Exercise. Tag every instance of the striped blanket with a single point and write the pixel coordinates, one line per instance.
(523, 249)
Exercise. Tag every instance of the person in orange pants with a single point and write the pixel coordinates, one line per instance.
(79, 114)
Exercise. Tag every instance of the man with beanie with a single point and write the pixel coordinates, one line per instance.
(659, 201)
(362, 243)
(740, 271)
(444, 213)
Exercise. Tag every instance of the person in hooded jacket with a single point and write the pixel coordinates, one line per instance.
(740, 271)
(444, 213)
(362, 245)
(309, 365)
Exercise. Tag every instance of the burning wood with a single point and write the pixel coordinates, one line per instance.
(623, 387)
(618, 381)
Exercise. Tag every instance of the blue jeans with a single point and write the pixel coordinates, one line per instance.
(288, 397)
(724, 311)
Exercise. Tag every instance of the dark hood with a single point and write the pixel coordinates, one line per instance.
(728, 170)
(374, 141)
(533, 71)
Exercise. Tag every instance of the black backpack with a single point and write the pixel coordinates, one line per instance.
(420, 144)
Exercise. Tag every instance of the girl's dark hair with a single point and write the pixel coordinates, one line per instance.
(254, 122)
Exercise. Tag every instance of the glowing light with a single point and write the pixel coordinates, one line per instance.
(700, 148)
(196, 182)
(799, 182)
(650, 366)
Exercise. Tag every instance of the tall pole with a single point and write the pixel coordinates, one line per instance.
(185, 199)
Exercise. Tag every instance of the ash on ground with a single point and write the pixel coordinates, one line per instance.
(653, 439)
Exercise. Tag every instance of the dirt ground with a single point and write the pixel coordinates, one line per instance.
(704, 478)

### WHAT THE TASK REQUIRES
Copy out the listing word for word, starting with the line that contains "Exercise. Tag every instance of the blue" and going on through to the end of the listing, and include nothing else.

### RESULT FOR THIS EXERCISE
Exercise. Tag every instance of the blue jeans with a single point and write the pixel coordinates, one line per instance.
(288, 397)
(724, 311)
Exercise. Tag every instance of the dark hood with a single point and write the pixel coordinates, one line per instance.
(728, 170)
(374, 141)
(533, 71)
Exercise. Tag every instance of the black backpack with a single point and write the pixel coordinates, one line per instance.
(420, 144)
Exercise. Tag every instance of the girl's dark hair with a single point and write the pixel coordinates, one line per instance.
(254, 122)
Exercise. Tag every instance of the glowing light with a single point and write the pixel coordinates, one line per instance.
(700, 148)
(196, 182)
(799, 182)
(650, 366)
Exercise. Tag every instance of the tall pole with a single point and write the pixel coordinates, one line per instance.
(185, 199)
Exercise. Tag every instance of the ash on ground with a single point and write the pixel coordinates, one line per instance.
(653, 439)
Exercise. Tag every instance of the dirt ground with a single point and write the pixel coordinates, one line per instance.
(704, 478)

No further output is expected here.